Problem to solve
Below are records; write all of them out exactly.

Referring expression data

- - - - -

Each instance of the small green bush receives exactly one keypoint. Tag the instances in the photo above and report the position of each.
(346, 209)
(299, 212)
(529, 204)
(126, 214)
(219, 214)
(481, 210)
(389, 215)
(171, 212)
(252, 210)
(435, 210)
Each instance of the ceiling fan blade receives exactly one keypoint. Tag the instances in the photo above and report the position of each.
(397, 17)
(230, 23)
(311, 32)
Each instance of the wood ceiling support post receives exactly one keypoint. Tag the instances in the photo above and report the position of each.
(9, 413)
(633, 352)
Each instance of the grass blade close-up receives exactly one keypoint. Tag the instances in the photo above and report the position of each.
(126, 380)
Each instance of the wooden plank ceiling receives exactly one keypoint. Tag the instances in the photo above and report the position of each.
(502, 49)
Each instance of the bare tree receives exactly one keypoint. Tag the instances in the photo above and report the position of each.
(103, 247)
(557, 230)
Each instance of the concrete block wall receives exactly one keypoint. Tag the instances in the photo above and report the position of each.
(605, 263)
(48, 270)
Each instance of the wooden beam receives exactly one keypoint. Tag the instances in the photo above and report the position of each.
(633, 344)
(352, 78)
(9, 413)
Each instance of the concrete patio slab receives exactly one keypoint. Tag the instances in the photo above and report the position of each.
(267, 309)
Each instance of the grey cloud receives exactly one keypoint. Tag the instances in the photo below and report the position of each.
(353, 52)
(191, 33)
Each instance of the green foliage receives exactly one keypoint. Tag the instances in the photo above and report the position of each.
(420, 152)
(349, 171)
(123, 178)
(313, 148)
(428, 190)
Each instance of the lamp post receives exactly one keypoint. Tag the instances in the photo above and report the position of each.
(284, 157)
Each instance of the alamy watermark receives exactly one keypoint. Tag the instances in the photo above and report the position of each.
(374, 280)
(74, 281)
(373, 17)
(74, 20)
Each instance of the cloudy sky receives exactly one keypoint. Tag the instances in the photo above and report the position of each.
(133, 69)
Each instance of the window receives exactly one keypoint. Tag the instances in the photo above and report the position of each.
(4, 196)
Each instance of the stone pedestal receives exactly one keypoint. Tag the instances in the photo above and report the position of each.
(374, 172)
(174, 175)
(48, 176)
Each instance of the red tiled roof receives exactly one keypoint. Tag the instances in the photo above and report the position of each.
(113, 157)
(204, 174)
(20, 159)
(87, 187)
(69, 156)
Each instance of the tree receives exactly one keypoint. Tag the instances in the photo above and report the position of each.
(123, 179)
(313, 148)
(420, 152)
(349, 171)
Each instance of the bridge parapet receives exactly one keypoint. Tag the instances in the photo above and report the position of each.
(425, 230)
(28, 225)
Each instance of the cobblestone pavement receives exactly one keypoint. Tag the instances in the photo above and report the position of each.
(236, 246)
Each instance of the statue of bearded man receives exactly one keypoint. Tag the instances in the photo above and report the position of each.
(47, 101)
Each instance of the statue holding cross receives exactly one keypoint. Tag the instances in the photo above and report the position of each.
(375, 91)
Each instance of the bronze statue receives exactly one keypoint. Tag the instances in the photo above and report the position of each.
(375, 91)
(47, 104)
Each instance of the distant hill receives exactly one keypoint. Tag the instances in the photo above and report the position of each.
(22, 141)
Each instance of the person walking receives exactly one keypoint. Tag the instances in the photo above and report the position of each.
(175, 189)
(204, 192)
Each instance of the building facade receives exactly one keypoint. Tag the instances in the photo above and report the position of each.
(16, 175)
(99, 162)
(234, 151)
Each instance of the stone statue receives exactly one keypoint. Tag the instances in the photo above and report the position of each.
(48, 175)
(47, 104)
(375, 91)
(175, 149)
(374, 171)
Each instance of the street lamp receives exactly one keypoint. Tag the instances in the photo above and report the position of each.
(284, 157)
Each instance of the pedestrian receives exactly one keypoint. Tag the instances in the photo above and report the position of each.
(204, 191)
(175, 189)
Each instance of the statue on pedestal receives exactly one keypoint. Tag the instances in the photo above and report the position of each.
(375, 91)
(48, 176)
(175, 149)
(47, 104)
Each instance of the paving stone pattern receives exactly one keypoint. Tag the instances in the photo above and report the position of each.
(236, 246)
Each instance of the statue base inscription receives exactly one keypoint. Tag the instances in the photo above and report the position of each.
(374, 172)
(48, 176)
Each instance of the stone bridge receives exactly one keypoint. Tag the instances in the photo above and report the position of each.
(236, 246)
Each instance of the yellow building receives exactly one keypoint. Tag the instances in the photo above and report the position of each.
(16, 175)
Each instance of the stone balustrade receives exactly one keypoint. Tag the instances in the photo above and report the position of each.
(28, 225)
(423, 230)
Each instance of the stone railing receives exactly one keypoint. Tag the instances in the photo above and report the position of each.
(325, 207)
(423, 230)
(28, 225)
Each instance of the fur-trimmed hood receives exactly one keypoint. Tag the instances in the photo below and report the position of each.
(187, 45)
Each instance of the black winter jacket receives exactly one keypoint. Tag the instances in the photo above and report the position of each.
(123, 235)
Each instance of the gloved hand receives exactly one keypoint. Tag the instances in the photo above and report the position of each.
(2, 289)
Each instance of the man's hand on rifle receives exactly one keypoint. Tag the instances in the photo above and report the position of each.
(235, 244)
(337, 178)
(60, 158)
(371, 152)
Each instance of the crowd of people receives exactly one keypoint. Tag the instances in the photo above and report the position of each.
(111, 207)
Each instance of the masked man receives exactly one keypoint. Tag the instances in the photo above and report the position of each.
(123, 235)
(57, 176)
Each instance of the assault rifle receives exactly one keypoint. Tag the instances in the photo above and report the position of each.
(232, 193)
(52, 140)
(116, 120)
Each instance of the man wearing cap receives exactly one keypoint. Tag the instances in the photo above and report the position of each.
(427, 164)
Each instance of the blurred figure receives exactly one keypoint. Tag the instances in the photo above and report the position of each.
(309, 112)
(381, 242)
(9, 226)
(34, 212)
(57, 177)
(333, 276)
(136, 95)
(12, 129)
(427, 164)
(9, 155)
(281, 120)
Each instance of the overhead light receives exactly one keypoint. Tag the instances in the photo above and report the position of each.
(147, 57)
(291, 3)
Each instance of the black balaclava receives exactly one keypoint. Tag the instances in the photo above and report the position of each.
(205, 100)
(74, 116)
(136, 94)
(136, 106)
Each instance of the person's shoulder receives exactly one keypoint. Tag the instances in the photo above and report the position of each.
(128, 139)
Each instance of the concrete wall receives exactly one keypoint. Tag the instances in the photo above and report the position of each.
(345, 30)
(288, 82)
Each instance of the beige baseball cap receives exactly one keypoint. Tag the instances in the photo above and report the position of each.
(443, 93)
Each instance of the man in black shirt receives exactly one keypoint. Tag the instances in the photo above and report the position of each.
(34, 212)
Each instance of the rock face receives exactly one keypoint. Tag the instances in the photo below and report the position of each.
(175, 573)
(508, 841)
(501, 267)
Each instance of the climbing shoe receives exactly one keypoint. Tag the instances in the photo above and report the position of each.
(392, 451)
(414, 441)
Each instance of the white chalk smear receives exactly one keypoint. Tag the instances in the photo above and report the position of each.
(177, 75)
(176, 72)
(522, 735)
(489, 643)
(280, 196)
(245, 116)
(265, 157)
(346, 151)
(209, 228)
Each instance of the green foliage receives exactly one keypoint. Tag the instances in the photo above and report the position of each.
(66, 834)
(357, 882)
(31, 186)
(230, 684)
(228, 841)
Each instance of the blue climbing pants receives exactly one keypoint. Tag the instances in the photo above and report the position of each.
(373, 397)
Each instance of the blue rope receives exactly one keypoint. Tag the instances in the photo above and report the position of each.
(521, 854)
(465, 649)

- - - - -

Written reply
Each instance of the small green bush receives exactly one keypoint. Tag the instances in the photo above and report the position of each.
(346, 209)
(299, 212)
(529, 204)
(126, 214)
(219, 214)
(481, 210)
(389, 215)
(171, 212)
(252, 210)
(435, 210)
Each instance of the ceiling fan blade receives exactly one keypoint. Tag the instances in the photo above and report the position of each.
(397, 17)
(230, 23)
(311, 32)
Each instance of the wood ceiling support post receives exactly one keypoint. Tag the instances in the photo above and report the position of each.
(9, 413)
(633, 352)
Each instance of the grass blade close-up receives exactly one keypoint. Tag the instances in the photo above and report the position of each.
(126, 380)
Each instance of the wooden plank ceiling receives exactly one keypoint. Tag the instances in the photo above and report the position of each.
(502, 49)
Each instance of the bare tree receives exactly one keypoint. Tag the instances in the photo above and report the position of each.
(103, 247)
(557, 230)
Each instance of the concrete block wall receives exactly one keypoint. Tag the instances in the photo above and report the position of each.
(605, 263)
(48, 270)
Each instance of the wooden beam receives exactly one keypoint. Tag the instances in the photo above and report the position of each.
(633, 344)
(352, 78)
(9, 413)
Each instance of the concrete patio slab receives exactly one keypoint. Tag the instances in the photo above and report the position of each.
(267, 309)
Each instance of the grey cloud receives exactly one keypoint. Tag the instances in the photo below and report the position of each.
(353, 52)
(191, 33)
Each instance of the green foliage receives exactly one keypoint. Tag the instances in the photo above and report the position of each.
(420, 152)
(349, 171)
(123, 178)
(313, 148)
(428, 190)
Each instance of the lamp post receives exactly one keypoint. Tag the instances in the photo above and report the position of each.
(284, 157)
Each instance of the alamy watermark receives exactly one keypoint. Tag the instances in the photo above and report the position of each.
(374, 280)
(74, 281)
(373, 17)
(74, 20)
Each instance of the cloudy sky receives exactly one keypoint. Tag the instances in the photo above and report the position of each.
(133, 69)
Each instance of the window receives exactly one keypoint. Tag the instances in the photo above and report the position of each.
(4, 196)
Each instance of the stone pedestal receives exactly one keypoint. Tag the instances in the photo above and report the position of each.
(374, 172)
(174, 175)
(48, 176)
Each instance of the red tiled roof receives exactly one keypoint. Tag the instances in the photo above and report the position of each.
(113, 157)
(204, 174)
(20, 159)
(87, 187)
(69, 156)
Each instance of the tree receives exactly one keypoint. Tag the instances in the photo above and report the position of each.
(123, 179)
(313, 148)
(420, 152)
(349, 171)
Each instance of the bridge parapet receives exactly one keypoint. Tag the instances in the photo above and report the position of each.
(425, 230)
(28, 225)
Each instance of the cobblestone pavement receives exactly one keypoint. Tag the instances in the photo above and report the position of each.
(236, 246)
Each instance of the statue of bearded man receives exactly one keypoint. Tag the instances in the photo above and report the position of each.
(47, 101)
Each instance of the statue holding cross receives exactly one keypoint. Tag the instances in the photo above and report the position of each.
(375, 91)
Each instance of the bronze statue receives exactly one keypoint. Tag the instances in the photo above and report the position of each.
(375, 91)
(47, 104)
Each instance of the distant hill receives exactly one keypoint. Tag the instances in the photo above and report the position of each.
(22, 141)
Each instance of the person walking receives exactly one keypoint. Tag the instances in the photo above and report the position of each.
(175, 189)
(204, 192)
Each instance of the building facade receives exactly one keypoint. Tag the instances in the photo above and report the position of each.
(16, 175)
(99, 162)
(234, 151)
Each instance of the stone statue receives exactly one keypoint. Tag the instances in the photo above and report the position of each.
(48, 175)
(47, 104)
(375, 91)
(175, 149)
(374, 171)
Each instance of the street lamp receives exactly one keypoint. Tag the instances in the photo above and report the position of each.
(284, 157)
Each instance of the pedestrian receives exactly one keypoint. Tag the instances in the photo above and report the position of each.
(204, 191)
(175, 189)
Each instance of the statue on pedestal receives exactly one keypoint. Tag the instances in the photo above and report the position of each.
(375, 91)
(48, 176)
(175, 149)
(47, 104)
Each instance of the paving stone pattern receives exactly one keypoint. Tag the instances in the photo above and report the position of each.
(236, 246)
Each instance of the statue base inscription receives exactly one keypoint. Tag the instances in the photo above and report the position of each.
(374, 172)
(48, 176)
Each instance of the stone bridge receives exactly one keypoint. Tag the instances in the photo above and report the position of each.
(236, 246)
Each instance of the yellow building receives exactly one keypoint. Tag the instances in the photo above and report the position of each.
(16, 175)
Each instance of the stone balustrade receives exactly one keypoint. Tag the instances in the photo above and report the position of each.
(28, 225)
(423, 230)
Each instance of the stone railing receives exactly one keypoint. Tag the instances in the photo above and report the position of each.
(325, 207)
(423, 230)
(28, 225)
Each instance of the fur-trimmed hood receives exactly one keypoint. Tag the instances in the photo below and report the position of each.
(187, 45)
Each instance of the black winter jacket receives exactly one keypoint. Tag the instances in the photo above and report the position of each.
(123, 235)
Each instance of the gloved hand receives exactly one keypoint. Tag the instances in the photo above and report the position of each.
(2, 289)
Each instance of the man's hand on rifle receives exactly one keypoint. Tag the instances in the photo above and report the position of each.
(235, 244)
(337, 178)
(60, 158)
(371, 152)
Each instance of the crowd of people receives exactly one keypoint. Tag the instances in the photo above and report the position of each.
(111, 207)
Each instance of the masked man receives exactly one keypoint. Tag the instances in the photo above and report the position of each.
(123, 235)
(57, 176)
Each instance of the assault rifle receives exactly one keypoint. Tag the instances in the photo above and report the position of each.
(232, 193)
(52, 140)
(116, 120)
Each instance of the man wearing cap receives exactly one keypoint. Tag the instances in the photo above and report the position of each.
(427, 164)
Each instance of the blurred figure receives exactly one keypoint. Tag the instances in the photo above and report the position of each.
(309, 112)
(381, 242)
(9, 226)
(34, 212)
(57, 177)
(333, 276)
(136, 95)
(12, 129)
(427, 164)
(9, 155)
(281, 120)
Each instance of the overhead light receives exactly one keypoint. Tag the instances in the photo above and report the position of each.
(147, 57)
(291, 3)
Each instance of the black balaclava receives exactly one keypoint. Tag the instances in the photo above and report the position of each.
(205, 100)
(74, 116)
(136, 94)
(136, 106)
Each instance of the person's shoulder receives exactly one keypoint. Tag the instances in the photo above and report the position of each.
(128, 139)
Each instance of the concrete wall receives exactly one keypoint. Tag the instances in the photo above and report the position of each.
(345, 30)
(288, 82)
Each instance of the beige baseball cap receives exactly one keypoint. Tag the instances in the photo above and report the position of each.
(443, 93)
Each instance of the man in black shirt receives exactly one keypoint. Tag the instances in the photo above and report the position of each.
(34, 212)
Each instance of the rock face receives exactly one keypoint. Tag the instances in the photo below and report the position of each.
(175, 573)
(508, 841)
(501, 267)
Each instance of the climbing shoe receives exactly one keypoint. Tag the instances in the photo above and report the position of each.
(392, 451)
(414, 441)
Each instance of the white chalk smear receives exactly one keypoint. Tag the instances in the photo above and report the position of each.
(177, 75)
(176, 72)
(522, 735)
(489, 643)
(280, 196)
(245, 116)
(265, 157)
(346, 151)
(209, 228)
Each instance of the green foliage receives exactly one keypoint. Tag the instances in the photo above and report the position of each.
(66, 834)
(357, 882)
(31, 186)
(230, 684)
(228, 841)
Each instance of the blue climbing pants receives exactly one keypoint. Tag the instances in the photo above and report the position of each.
(373, 397)
Each instance of the blue rope receives exactly one keypoint. Tag the instances in the photo above and report the position of each.
(521, 854)
(465, 649)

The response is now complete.